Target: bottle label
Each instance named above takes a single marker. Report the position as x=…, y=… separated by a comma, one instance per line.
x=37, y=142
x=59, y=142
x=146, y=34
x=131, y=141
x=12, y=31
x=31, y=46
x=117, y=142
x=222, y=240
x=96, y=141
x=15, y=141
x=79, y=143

* * *

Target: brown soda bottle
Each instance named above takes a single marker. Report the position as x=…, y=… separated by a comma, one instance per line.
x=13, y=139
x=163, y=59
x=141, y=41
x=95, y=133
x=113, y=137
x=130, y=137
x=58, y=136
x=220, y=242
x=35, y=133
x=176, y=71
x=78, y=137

==

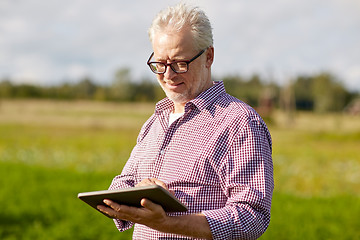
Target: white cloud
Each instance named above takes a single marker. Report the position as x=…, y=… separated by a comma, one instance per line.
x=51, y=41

◆ **The problem**:
Scan the records above for the string "bottle", then copy each line where it turns up.

◆ **Task solution**:
Target: bottle label
Target: brown soda bottle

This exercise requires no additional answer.